Look over the lines below. Report each one that includes the string "black".

======== The data

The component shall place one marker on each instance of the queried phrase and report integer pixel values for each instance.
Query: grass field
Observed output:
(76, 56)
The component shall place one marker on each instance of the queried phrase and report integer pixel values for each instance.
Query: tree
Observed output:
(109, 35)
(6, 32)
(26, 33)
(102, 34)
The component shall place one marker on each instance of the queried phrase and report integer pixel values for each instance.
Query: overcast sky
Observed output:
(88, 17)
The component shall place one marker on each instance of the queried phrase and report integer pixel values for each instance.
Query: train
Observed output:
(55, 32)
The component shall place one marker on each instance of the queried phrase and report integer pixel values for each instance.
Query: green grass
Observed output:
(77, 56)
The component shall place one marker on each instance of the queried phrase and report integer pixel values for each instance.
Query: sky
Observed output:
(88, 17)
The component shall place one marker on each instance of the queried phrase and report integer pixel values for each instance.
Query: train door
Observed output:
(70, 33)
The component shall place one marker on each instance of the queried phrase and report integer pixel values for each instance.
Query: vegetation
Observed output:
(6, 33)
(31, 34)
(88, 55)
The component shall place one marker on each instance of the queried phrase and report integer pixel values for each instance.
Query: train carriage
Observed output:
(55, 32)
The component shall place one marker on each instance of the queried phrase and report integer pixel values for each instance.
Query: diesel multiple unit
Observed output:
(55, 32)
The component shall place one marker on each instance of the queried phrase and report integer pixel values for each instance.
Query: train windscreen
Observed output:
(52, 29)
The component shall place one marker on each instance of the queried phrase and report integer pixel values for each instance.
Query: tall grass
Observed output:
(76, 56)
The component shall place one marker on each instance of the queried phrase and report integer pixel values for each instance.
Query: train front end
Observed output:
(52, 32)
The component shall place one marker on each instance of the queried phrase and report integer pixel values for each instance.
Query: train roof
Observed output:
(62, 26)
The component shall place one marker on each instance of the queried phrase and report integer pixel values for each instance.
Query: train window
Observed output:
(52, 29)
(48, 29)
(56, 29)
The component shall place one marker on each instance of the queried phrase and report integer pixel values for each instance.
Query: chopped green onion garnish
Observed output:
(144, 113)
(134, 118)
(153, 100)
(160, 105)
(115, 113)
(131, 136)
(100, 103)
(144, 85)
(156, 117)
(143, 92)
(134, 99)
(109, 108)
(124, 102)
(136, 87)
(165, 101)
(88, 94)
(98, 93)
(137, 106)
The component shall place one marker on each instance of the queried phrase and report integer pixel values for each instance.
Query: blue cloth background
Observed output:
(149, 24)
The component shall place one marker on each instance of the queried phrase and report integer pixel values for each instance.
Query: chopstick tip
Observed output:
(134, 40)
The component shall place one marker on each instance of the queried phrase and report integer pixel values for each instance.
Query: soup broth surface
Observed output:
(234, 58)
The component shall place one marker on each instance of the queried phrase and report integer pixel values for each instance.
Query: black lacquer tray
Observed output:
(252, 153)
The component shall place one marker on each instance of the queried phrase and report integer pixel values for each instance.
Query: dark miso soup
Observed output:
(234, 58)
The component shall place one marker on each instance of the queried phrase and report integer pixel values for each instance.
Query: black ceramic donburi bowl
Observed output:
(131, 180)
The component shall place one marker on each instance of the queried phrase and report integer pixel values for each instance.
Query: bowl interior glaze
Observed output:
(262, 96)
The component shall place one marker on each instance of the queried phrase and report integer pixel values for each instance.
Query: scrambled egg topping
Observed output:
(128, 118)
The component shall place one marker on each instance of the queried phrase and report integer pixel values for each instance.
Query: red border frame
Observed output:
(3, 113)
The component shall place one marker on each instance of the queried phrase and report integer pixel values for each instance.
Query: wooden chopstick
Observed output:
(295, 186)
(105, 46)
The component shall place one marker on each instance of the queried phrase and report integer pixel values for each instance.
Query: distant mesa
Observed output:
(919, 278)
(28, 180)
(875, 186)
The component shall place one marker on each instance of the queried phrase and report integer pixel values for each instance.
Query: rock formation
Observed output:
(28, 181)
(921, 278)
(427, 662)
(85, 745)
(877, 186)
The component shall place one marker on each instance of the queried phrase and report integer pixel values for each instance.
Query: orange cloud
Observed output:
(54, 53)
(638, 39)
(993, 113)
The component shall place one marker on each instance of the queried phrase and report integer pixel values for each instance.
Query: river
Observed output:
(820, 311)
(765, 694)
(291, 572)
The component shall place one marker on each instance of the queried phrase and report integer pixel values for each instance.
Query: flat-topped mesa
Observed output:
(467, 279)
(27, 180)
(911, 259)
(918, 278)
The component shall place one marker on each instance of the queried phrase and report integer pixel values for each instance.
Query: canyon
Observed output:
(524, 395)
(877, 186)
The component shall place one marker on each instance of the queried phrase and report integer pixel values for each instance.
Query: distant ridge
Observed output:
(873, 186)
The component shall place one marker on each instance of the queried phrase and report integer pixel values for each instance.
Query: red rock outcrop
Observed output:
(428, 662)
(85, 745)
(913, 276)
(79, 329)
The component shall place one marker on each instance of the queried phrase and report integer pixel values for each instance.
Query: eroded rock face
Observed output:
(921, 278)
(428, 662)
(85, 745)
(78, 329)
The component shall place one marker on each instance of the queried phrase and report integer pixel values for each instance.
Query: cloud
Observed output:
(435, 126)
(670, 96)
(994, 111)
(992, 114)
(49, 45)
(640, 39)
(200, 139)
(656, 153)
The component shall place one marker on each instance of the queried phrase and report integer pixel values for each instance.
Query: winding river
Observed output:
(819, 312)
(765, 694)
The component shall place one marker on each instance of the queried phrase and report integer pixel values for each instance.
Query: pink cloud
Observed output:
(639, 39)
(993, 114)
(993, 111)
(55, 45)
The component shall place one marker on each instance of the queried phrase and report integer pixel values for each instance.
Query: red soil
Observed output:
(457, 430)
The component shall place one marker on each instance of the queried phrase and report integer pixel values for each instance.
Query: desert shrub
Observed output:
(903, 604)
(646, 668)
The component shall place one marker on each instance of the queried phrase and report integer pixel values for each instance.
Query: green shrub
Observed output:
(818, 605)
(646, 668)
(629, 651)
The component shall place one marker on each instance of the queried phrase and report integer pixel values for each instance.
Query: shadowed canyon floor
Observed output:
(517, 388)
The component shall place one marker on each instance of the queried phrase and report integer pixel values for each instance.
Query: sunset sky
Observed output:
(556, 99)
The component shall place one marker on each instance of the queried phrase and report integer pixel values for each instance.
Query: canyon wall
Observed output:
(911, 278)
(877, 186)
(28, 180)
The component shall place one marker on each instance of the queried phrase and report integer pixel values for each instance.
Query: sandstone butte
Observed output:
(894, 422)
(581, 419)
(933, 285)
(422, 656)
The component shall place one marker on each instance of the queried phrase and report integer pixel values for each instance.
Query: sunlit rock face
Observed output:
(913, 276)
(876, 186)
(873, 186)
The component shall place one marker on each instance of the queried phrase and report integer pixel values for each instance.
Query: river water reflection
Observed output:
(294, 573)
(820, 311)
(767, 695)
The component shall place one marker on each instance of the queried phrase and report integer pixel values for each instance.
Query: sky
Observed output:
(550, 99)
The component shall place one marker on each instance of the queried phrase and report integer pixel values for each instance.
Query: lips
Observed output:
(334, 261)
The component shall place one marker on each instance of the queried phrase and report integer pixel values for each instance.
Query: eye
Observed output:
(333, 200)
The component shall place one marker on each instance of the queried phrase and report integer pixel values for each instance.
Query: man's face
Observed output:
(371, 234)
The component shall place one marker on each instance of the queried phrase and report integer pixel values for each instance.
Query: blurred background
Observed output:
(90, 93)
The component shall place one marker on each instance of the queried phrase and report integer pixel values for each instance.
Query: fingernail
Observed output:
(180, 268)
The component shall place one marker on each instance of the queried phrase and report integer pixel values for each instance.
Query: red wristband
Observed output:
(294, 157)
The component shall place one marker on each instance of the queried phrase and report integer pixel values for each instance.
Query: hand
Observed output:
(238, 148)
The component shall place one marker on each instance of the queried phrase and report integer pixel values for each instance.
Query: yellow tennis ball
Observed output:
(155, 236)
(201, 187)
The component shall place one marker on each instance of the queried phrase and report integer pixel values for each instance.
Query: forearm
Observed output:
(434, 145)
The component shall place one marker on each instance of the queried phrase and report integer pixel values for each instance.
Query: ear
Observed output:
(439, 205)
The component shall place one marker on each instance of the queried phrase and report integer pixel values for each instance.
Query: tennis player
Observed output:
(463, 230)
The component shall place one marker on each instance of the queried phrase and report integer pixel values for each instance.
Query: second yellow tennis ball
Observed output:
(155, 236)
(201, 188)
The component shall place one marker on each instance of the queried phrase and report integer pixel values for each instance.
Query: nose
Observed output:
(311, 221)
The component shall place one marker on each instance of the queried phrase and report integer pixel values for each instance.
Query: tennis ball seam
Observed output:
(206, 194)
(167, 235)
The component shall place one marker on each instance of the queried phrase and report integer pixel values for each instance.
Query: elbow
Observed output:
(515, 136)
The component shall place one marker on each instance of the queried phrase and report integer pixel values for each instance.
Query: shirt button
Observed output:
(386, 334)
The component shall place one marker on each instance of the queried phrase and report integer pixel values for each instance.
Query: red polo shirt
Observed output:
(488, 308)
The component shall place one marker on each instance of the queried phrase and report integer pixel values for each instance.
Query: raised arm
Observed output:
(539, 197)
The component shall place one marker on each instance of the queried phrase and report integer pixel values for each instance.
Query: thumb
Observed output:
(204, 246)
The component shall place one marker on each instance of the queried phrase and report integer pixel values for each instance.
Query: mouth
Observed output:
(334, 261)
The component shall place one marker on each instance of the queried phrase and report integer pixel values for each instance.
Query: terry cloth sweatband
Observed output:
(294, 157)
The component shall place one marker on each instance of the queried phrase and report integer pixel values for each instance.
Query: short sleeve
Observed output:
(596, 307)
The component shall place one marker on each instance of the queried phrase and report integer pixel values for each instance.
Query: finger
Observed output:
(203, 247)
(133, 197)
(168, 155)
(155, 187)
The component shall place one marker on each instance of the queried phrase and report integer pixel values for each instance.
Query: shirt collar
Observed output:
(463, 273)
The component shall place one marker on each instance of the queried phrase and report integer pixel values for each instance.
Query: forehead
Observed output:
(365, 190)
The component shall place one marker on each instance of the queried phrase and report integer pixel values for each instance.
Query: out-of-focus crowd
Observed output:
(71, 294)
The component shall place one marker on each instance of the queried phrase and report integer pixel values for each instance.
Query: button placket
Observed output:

================

Answer for the task:
Query: black lacquer tray
Query: black ceramic donburi bowl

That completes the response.